— Exercise description —
Omitting all images, set down every line below exactly as it appears.
Input START
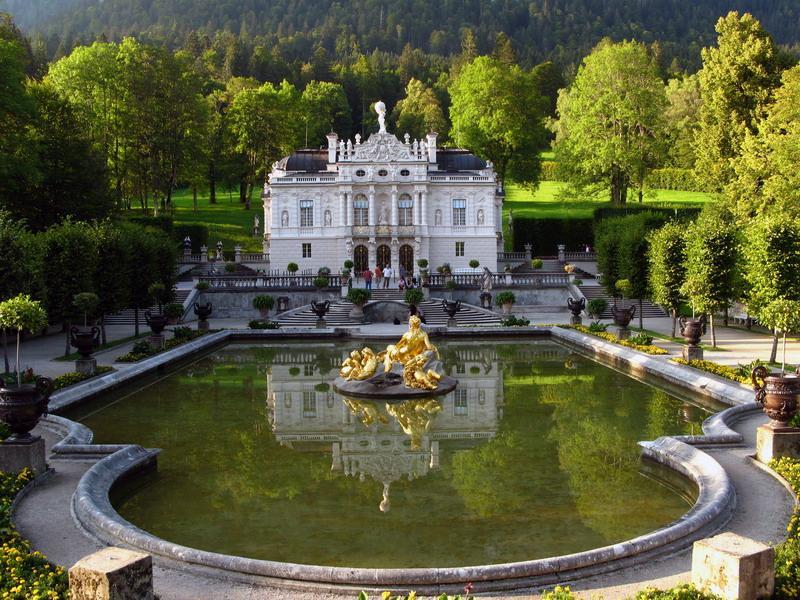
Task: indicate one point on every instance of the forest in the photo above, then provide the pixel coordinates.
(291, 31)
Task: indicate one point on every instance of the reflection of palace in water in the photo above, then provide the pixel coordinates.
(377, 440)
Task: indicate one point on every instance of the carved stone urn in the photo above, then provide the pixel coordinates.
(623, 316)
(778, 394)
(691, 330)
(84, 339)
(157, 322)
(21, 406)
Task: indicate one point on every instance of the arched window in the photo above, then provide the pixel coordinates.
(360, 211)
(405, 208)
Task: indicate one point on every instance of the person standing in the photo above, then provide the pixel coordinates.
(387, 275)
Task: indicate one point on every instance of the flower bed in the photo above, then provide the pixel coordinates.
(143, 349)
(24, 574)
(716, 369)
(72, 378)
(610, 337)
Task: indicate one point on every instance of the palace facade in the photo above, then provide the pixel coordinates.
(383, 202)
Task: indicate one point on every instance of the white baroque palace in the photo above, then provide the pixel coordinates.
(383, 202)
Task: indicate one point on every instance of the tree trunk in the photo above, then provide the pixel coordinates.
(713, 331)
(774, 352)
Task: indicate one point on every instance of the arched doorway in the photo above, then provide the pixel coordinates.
Input END
— Answer to the exercise —
Task: indicate one point on every instance of the forest in the photo above, then provide the pixel coordinates.
(291, 31)
Task: indicate one point on every instance of the reflection of palace in water in the photo above, then provide the pixel coordinates.
(377, 440)
Task: indicate one point on every instance of the carved stone urn in the photo above, then provide the pixel coordinates.
(623, 316)
(778, 394)
(691, 330)
(84, 339)
(157, 322)
(21, 406)
Task: indicate one point on every instance of the arched window in the photo above, then provide the pixel coordinates.
(360, 211)
(405, 208)
Task: indicate one point on every instance of the person standing in the photo above, then provide the pixel coordinates.
(387, 275)
Task: indicate one point on every instance of the flower bed in the photo above, then provide the pixel coordinates.
(143, 349)
(24, 574)
(716, 369)
(72, 378)
(610, 337)
Task: indicate one point on every instance of the palace facade in the photo above, then provide the pixel coordinates.
(383, 202)
Task: indicate one point on every instance of the white baroque palace in the photo above, then provide the pixel coordinates.
(383, 202)
Task: indicate one point on every instance of the tree trunk in the photo above, then provide the pixel coordinates.
(713, 331)
(774, 352)
Task: indicate one point on every instance of the arched doorway in the photo above, then provide the pixel coordinates.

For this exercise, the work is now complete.